Collected data:
---
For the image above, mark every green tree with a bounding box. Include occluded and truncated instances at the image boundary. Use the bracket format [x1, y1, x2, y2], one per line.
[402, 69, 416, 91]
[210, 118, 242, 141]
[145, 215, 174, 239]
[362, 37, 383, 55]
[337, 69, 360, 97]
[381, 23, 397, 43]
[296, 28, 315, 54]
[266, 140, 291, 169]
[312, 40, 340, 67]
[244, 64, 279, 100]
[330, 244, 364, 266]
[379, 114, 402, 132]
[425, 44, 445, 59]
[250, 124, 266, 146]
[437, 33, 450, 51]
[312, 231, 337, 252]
---
## ABOUT THIS TASK
Keep every word intact and transcribe the records in full.

## ANSWER SPACE
For the image above, mark every green tree with a bounding box. Include occluded and truncated instances at the image boundary. Use the bracket format [x1, y1, x2, y2], one per line.
[402, 69, 416, 91]
[210, 118, 242, 141]
[145, 215, 174, 239]
[362, 37, 383, 55]
[337, 69, 360, 97]
[381, 23, 397, 43]
[296, 28, 315, 54]
[266, 140, 291, 169]
[312, 40, 340, 67]
[244, 64, 279, 100]
[330, 244, 364, 266]
[379, 114, 402, 132]
[425, 44, 445, 59]
[250, 124, 266, 146]
[437, 33, 450, 51]
[312, 231, 337, 252]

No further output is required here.